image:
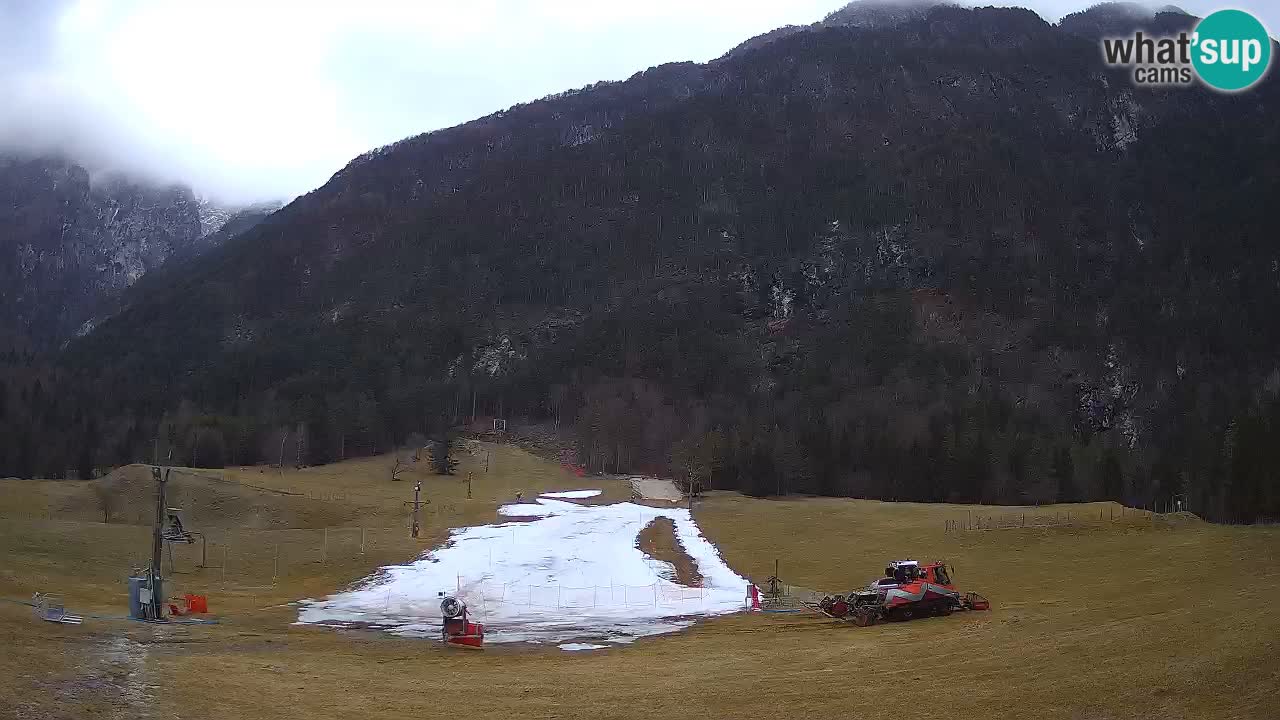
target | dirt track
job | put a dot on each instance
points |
(653, 488)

-*-*-

### Work order
Give an exact copy of the data, and omit any pictures it holds.

### Result of this task
image:
target | dirt track
job | put a dot on each instance
points |
(653, 488)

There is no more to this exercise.